DIRECTIONS FOR THIS TASK
Reproduce as a numbered list the lines of the material that start with the line containing "point: overcast sky" and run through the end of the material, omitting blank lines. Leave the pictures out of your answer.
[Start of DATA FOR THIS EXERCISE]
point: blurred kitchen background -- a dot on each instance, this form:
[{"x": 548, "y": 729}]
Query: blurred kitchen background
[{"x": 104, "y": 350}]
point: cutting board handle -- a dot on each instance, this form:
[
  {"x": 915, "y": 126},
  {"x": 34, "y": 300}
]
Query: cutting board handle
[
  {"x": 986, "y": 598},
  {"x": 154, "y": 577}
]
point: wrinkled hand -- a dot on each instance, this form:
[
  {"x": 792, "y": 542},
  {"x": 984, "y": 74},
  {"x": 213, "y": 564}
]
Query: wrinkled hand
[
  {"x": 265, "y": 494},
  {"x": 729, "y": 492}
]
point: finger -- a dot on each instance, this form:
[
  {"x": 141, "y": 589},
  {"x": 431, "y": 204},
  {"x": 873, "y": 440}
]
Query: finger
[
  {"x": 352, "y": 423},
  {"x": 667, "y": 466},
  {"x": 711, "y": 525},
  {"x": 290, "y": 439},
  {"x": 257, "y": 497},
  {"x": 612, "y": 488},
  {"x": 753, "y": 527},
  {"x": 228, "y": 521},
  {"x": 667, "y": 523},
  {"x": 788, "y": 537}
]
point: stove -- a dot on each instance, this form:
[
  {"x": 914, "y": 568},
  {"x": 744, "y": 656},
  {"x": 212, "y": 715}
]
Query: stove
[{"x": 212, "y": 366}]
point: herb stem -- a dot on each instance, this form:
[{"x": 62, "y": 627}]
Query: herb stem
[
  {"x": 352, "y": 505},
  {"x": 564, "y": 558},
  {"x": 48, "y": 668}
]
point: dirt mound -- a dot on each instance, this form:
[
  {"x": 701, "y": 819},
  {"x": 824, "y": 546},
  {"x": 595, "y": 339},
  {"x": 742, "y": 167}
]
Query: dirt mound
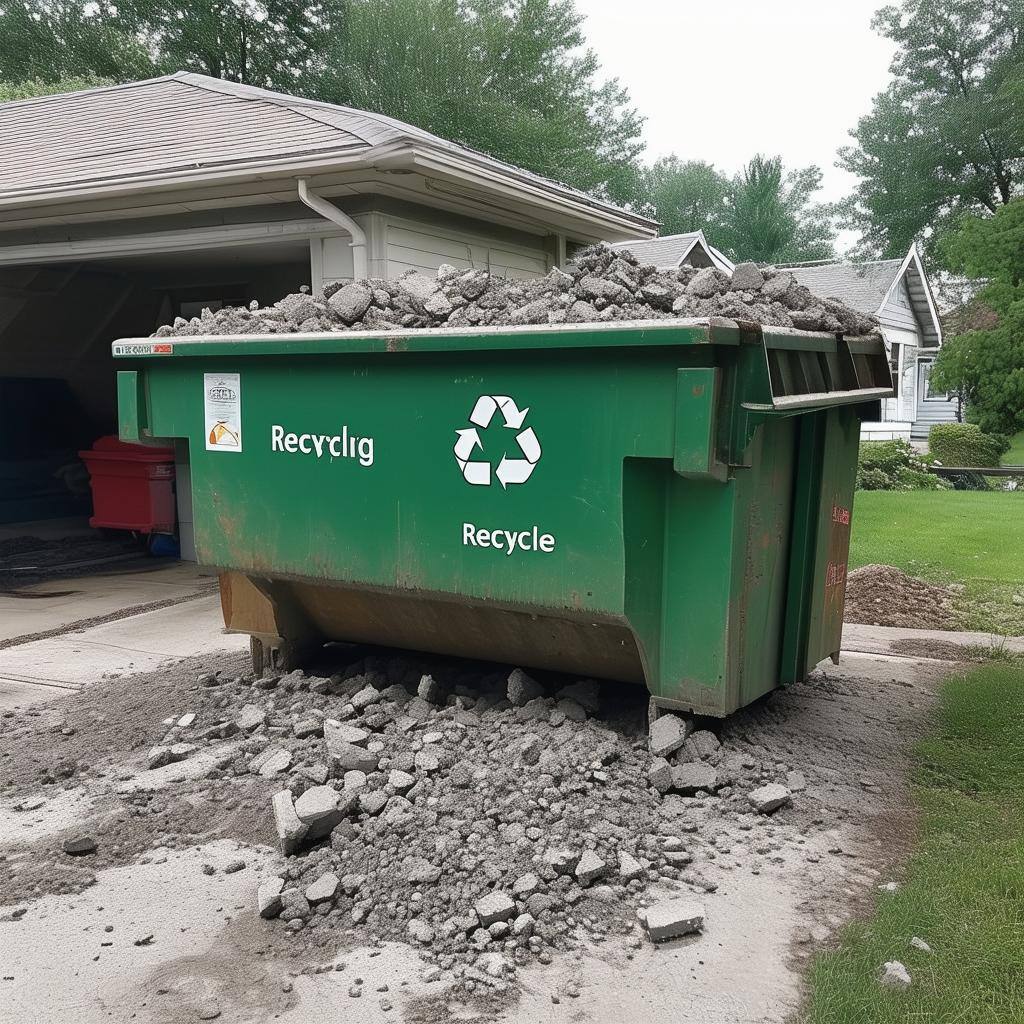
[
  {"x": 881, "y": 595},
  {"x": 601, "y": 286}
]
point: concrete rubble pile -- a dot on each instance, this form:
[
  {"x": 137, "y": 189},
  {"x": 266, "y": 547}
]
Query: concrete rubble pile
[
  {"x": 601, "y": 286},
  {"x": 488, "y": 820}
]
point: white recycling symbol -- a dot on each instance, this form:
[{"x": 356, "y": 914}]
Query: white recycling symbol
[{"x": 477, "y": 471}]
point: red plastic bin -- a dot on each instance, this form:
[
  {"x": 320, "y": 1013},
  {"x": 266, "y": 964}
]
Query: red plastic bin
[{"x": 132, "y": 485}]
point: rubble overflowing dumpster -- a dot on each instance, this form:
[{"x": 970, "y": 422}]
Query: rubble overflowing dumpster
[{"x": 665, "y": 503}]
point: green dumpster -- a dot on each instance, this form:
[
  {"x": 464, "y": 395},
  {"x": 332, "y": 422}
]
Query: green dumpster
[{"x": 665, "y": 503}]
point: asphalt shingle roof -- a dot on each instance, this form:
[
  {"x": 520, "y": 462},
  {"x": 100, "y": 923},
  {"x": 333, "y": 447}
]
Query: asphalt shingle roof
[{"x": 861, "y": 286}]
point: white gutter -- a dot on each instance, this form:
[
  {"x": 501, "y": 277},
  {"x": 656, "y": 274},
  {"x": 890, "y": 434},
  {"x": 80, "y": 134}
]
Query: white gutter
[{"x": 330, "y": 212}]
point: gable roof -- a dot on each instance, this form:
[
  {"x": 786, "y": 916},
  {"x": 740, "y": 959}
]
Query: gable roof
[
  {"x": 671, "y": 251},
  {"x": 867, "y": 286},
  {"x": 187, "y": 128}
]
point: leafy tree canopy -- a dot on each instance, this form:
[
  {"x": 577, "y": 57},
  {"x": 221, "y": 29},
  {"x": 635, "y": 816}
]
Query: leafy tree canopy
[
  {"x": 946, "y": 137},
  {"x": 985, "y": 368},
  {"x": 764, "y": 213},
  {"x": 513, "y": 79}
]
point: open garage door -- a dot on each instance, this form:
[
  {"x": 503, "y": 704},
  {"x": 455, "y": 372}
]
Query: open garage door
[{"x": 57, "y": 393}]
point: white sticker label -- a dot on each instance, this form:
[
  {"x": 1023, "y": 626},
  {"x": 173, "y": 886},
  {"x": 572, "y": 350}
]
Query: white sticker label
[{"x": 222, "y": 404}]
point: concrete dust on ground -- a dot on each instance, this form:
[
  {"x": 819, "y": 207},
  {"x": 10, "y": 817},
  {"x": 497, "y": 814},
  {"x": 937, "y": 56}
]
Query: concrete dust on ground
[{"x": 773, "y": 887}]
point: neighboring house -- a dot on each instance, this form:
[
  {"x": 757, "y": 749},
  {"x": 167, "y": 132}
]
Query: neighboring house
[
  {"x": 673, "y": 251},
  {"x": 897, "y": 292},
  {"x": 124, "y": 207}
]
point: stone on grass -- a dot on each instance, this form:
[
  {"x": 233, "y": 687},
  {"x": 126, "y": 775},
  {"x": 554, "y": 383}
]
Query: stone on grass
[
  {"x": 769, "y": 798},
  {"x": 673, "y": 918},
  {"x": 291, "y": 830},
  {"x": 521, "y": 688},
  {"x": 895, "y": 975},
  {"x": 668, "y": 733},
  {"x": 495, "y": 906}
]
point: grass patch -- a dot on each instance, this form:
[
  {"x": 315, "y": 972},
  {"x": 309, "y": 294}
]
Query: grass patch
[
  {"x": 1015, "y": 457},
  {"x": 963, "y": 891},
  {"x": 975, "y": 538}
]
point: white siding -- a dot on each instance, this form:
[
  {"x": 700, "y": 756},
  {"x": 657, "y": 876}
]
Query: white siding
[{"x": 413, "y": 246}]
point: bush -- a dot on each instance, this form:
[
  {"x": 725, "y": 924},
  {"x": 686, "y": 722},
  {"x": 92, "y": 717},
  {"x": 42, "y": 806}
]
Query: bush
[
  {"x": 966, "y": 444},
  {"x": 894, "y": 466}
]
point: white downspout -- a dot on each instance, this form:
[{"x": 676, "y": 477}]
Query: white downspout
[{"x": 330, "y": 212}]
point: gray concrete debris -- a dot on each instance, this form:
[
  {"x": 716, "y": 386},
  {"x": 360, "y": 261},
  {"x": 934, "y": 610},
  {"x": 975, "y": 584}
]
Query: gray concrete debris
[
  {"x": 629, "y": 866},
  {"x": 521, "y": 689},
  {"x": 589, "y": 868},
  {"x": 769, "y": 798},
  {"x": 667, "y": 733},
  {"x": 601, "y": 286},
  {"x": 268, "y": 897},
  {"x": 291, "y": 830},
  {"x": 747, "y": 278},
  {"x": 895, "y": 975},
  {"x": 495, "y": 906},
  {"x": 700, "y": 745},
  {"x": 323, "y": 889},
  {"x": 674, "y": 918},
  {"x": 693, "y": 776}
]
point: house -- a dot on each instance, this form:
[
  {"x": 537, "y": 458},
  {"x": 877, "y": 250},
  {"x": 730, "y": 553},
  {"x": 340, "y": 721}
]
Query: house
[
  {"x": 673, "y": 251},
  {"x": 122, "y": 208},
  {"x": 897, "y": 292}
]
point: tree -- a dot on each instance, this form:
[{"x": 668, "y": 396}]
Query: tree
[
  {"x": 985, "y": 368},
  {"x": 27, "y": 90},
  {"x": 511, "y": 78},
  {"x": 764, "y": 213},
  {"x": 946, "y": 137},
  {"x": 686, "y": 196}
]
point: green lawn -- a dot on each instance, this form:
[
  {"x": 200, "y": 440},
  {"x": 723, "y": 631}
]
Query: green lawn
[
  {"x": 963, "y": 889},
  {"x": 971, "y": 537},
  {"x": 1015, "y": 457}
]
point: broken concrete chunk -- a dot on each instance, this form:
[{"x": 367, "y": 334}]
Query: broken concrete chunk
[
  {"x": 291, "y": 830},
  {"x": 692, "y": 776},
  {"x": 667, "y": 733},
  {"x": 659, "y": 775},
  {"x": 895, "y": 975},
  {"x": 674, "y": 918},
  {"x": 495, "y": 906},
  {"x": 590, "y": 867},
  {"x": 321, "y": 808},
  {"x": 747, "y": 278},
  {"x": 268, "y": 897},
  {"x": 629, "y": 866},
  {"x": 347, "y": 757},
  {"x": 323, "y": 889},
  {"x": 560, "y": 861},
  {"x": 251, "y": 717},
  {"x": 769, "y": 798},
  {"x": 700, "y": 745},
  {"x": 521, "y": 688}
]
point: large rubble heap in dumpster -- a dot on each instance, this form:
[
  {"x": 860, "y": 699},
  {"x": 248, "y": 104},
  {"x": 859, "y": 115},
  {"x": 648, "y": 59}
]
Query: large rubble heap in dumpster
[{"x": 601, "y": 286}]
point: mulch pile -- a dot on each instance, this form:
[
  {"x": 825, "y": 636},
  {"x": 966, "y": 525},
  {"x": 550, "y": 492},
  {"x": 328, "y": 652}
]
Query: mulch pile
[{"x": 881, "y": 595}]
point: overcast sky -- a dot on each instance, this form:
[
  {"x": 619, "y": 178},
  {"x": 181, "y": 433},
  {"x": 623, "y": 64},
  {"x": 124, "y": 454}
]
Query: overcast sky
[{"x": 720, "y": 80}]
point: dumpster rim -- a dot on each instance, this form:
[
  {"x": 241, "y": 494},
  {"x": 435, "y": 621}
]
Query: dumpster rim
[{"x": 641, "y": 333}]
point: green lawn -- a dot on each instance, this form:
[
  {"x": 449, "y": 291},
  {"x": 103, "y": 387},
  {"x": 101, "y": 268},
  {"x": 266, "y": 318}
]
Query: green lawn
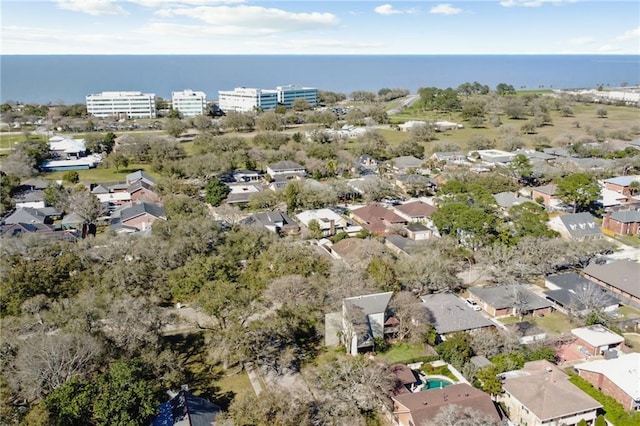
[End of DATA FOR THIS EXERCISE]
ANSWER TO THIS EXERCISE
1. point: overcast sky -- a dot on each instance, this form:
2. [
3.   {"x": 619, "y": 178},
4.   {"x": 181, "y": 433},
5.   {"x": 623, "y": 64},
6.   {"x": 124, "y": 454}
7. ]
8. Query: overcast sky
9. [{"x": 720, "y": 80}]
10. point: dumpster rim -- a dot on each instance, this form:
11. [
12.   {"x": 241, "y": 494},
13.   {"x": 435, "y": 621}
14. ]
15. Query: dumpster rim
16. [{"x": 641, "y": 333}]
17. point: green lawn -- a dot on each instance, this form:
18. [
19.   {"x": 449, "y": 291},
20.   {"x": 103, "y": 387},
21.   {"x": 101, "y": 268},
22.   {"x": 266, "y": 318}
23. ]
24. Query: green lawn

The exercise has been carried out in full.